__Problem requirements__. Gather every line in the data below that contains the string "japanese", and list each one in full.
== Supplied information
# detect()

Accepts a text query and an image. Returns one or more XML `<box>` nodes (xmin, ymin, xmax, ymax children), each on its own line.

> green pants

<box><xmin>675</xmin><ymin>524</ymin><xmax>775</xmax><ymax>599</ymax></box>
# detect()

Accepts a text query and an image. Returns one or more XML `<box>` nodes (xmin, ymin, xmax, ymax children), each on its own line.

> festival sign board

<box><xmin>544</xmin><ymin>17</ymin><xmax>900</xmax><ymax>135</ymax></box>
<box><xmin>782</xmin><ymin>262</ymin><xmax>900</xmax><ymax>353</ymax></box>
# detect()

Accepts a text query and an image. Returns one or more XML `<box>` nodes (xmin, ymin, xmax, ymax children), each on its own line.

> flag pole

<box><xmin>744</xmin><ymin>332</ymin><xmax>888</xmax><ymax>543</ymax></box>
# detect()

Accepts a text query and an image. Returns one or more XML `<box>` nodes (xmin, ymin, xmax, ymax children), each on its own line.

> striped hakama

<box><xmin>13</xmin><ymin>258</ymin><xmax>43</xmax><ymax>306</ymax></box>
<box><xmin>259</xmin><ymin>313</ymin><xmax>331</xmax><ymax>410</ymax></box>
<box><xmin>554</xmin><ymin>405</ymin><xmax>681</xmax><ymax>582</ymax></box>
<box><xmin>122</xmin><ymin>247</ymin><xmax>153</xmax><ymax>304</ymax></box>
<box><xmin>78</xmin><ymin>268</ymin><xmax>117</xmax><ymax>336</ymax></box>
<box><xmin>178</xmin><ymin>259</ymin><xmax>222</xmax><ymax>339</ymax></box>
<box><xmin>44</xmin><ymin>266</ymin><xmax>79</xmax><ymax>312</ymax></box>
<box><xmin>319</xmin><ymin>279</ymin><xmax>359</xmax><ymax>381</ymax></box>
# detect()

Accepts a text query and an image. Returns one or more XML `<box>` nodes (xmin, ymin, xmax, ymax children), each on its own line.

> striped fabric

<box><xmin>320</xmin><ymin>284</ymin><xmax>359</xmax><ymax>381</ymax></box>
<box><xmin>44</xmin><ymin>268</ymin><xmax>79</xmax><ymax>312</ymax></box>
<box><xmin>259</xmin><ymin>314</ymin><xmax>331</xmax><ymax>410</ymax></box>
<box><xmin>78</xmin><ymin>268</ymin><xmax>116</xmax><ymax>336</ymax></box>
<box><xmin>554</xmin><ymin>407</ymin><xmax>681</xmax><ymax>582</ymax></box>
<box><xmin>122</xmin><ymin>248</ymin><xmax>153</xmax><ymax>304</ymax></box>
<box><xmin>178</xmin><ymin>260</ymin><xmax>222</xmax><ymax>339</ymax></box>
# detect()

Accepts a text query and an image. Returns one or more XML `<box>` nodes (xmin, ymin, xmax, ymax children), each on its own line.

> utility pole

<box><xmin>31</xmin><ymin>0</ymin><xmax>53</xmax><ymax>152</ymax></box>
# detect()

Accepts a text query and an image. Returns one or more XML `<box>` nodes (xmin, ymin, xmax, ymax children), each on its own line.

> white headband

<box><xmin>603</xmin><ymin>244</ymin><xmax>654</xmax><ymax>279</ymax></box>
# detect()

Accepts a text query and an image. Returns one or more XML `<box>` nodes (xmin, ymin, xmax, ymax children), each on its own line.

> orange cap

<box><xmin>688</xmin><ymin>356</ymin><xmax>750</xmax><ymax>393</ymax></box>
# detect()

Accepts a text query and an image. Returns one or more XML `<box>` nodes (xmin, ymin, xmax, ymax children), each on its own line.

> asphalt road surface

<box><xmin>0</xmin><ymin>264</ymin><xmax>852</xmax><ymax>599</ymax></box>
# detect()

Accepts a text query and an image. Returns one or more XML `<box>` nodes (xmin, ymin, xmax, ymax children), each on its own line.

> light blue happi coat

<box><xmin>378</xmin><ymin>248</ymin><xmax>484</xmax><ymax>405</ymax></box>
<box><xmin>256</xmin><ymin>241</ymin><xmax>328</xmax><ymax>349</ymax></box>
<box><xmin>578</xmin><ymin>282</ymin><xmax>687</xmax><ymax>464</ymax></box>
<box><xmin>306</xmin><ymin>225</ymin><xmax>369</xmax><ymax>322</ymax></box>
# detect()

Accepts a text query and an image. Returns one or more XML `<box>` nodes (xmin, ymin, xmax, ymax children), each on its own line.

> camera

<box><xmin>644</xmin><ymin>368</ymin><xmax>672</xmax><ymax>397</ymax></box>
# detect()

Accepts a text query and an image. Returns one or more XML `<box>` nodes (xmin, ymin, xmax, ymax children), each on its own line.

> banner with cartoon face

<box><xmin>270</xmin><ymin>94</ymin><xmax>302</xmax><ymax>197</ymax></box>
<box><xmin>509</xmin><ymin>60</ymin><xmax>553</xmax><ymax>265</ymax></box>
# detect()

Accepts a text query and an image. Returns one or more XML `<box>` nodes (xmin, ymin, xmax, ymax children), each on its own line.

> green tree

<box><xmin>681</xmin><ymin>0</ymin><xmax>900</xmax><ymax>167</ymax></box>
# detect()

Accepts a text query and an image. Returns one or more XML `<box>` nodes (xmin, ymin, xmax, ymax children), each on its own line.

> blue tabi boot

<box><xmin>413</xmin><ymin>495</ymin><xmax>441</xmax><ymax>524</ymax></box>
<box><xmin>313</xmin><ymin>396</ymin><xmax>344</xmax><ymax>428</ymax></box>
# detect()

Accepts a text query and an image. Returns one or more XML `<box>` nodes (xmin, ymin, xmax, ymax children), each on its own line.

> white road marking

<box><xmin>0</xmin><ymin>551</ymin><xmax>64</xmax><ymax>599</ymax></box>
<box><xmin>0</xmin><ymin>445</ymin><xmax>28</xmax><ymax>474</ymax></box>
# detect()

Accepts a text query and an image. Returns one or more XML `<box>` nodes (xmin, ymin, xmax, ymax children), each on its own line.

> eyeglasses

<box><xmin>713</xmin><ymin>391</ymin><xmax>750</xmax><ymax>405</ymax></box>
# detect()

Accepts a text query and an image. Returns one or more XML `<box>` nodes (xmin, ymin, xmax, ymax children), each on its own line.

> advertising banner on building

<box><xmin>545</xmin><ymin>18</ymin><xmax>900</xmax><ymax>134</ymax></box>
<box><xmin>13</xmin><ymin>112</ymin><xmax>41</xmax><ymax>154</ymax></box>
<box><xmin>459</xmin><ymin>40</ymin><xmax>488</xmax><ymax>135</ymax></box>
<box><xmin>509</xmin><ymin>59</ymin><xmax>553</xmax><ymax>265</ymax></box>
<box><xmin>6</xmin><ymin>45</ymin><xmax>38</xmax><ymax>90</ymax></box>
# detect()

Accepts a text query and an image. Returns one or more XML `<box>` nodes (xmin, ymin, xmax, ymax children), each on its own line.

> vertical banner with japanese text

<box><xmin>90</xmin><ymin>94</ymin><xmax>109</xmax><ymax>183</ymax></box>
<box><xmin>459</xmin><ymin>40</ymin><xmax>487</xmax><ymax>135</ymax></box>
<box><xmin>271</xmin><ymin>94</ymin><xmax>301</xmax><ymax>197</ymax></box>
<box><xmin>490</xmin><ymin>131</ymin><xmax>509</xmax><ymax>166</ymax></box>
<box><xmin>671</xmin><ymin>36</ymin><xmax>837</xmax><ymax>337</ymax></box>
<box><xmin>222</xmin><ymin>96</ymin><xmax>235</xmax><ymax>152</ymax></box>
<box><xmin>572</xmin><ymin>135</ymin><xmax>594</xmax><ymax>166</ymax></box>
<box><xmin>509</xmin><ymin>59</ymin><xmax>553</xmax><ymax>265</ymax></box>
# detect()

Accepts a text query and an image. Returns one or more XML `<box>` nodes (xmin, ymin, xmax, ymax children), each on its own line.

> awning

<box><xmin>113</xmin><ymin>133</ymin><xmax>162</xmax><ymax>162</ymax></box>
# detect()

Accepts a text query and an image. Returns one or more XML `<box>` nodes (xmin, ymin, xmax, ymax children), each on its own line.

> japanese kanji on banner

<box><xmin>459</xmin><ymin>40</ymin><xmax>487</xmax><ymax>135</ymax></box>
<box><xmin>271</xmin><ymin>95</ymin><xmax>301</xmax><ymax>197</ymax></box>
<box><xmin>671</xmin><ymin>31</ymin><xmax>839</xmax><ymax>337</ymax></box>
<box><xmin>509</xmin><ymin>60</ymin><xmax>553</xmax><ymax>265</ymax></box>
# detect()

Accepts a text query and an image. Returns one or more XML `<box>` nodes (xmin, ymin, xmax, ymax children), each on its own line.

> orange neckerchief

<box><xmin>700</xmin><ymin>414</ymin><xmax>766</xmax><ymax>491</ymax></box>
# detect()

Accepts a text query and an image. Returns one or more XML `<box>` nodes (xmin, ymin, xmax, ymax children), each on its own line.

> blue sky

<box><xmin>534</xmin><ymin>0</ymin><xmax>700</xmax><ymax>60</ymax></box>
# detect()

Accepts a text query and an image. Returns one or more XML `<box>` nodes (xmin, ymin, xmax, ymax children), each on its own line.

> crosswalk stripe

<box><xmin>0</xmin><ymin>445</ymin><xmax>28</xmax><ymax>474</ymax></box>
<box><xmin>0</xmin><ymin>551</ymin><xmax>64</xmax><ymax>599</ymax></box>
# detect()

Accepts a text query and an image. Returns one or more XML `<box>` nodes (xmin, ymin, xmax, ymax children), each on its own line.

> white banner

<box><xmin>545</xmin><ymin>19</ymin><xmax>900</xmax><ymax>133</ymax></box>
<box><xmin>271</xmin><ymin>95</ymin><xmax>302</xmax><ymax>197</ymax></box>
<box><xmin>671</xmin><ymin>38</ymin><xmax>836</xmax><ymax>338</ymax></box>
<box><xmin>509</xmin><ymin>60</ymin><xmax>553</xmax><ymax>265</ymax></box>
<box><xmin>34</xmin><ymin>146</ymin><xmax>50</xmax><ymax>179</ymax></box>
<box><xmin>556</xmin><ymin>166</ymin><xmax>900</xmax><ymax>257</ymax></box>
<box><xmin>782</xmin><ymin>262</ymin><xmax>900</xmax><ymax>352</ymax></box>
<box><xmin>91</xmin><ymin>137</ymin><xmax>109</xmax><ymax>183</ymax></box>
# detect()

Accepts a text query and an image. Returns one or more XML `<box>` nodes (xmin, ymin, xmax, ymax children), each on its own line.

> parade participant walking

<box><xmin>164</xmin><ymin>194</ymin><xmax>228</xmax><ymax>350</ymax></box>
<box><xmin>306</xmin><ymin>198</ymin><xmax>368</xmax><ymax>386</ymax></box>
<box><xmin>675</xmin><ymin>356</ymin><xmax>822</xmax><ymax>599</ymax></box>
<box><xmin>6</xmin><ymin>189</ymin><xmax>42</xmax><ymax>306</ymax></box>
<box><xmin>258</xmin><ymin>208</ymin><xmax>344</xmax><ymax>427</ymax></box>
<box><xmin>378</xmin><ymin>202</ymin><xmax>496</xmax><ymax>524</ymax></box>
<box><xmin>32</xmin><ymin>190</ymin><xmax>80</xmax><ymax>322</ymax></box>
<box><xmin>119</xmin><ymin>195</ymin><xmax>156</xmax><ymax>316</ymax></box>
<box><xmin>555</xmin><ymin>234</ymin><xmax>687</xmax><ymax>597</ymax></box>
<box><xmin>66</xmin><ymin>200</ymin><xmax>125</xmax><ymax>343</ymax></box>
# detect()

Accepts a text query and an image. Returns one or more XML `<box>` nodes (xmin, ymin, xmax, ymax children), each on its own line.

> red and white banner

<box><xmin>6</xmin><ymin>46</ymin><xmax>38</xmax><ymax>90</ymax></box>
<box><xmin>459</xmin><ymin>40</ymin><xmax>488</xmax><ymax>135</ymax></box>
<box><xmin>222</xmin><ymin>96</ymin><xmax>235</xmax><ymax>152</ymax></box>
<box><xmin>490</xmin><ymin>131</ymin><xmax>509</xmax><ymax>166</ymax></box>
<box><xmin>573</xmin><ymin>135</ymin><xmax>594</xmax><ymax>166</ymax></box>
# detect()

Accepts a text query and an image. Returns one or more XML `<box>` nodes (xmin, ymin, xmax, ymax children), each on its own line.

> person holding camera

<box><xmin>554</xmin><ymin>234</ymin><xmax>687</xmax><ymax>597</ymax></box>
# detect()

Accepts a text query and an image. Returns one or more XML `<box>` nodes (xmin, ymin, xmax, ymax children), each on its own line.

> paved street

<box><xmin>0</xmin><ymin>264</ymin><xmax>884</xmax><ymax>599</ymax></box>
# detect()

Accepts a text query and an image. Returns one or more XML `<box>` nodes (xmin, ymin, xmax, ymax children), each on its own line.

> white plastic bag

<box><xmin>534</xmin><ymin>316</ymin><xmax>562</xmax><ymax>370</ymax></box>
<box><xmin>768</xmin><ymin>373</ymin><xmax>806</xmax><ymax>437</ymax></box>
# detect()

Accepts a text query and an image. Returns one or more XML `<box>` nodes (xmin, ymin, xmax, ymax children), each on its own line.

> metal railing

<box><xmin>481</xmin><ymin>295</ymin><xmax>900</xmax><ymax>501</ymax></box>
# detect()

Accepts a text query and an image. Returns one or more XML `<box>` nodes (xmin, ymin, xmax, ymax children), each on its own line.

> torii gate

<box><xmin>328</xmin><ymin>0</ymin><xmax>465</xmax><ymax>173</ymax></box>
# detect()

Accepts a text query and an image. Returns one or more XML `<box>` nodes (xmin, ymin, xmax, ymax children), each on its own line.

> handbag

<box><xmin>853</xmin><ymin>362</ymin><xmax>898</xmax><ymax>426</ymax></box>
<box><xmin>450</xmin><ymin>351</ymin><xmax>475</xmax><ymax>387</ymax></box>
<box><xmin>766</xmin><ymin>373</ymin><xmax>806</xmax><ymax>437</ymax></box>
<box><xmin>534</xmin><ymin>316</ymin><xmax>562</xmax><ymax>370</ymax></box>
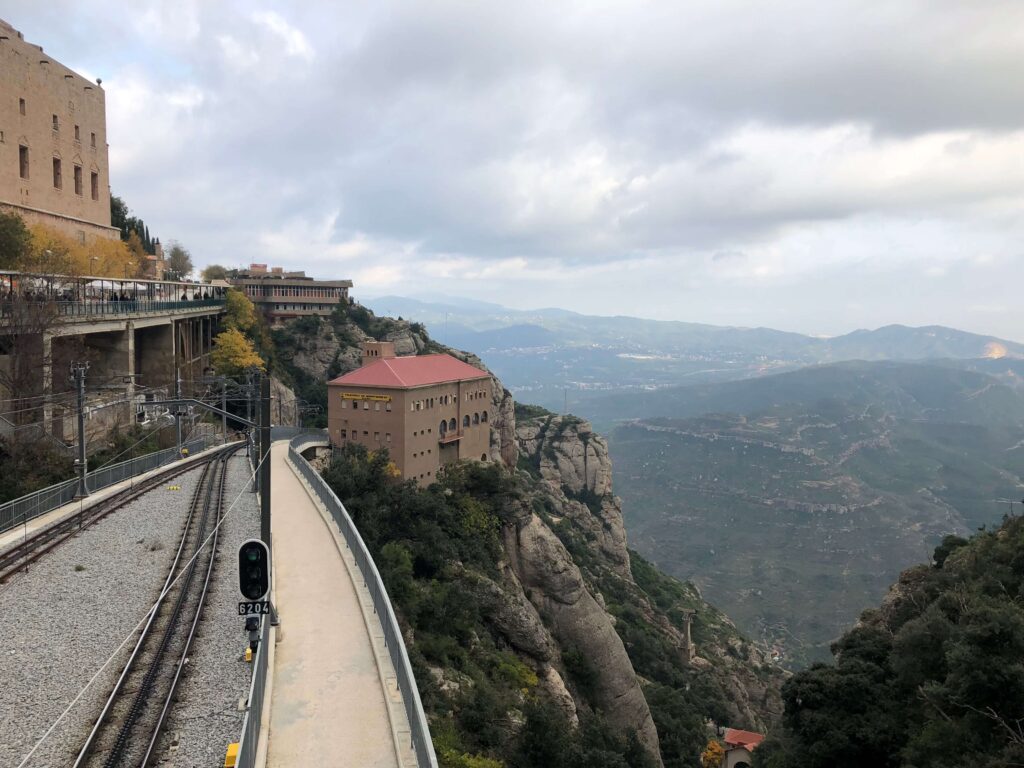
====
__Complete output__.
> vertical banner with japanese text
> japanese kanji on banner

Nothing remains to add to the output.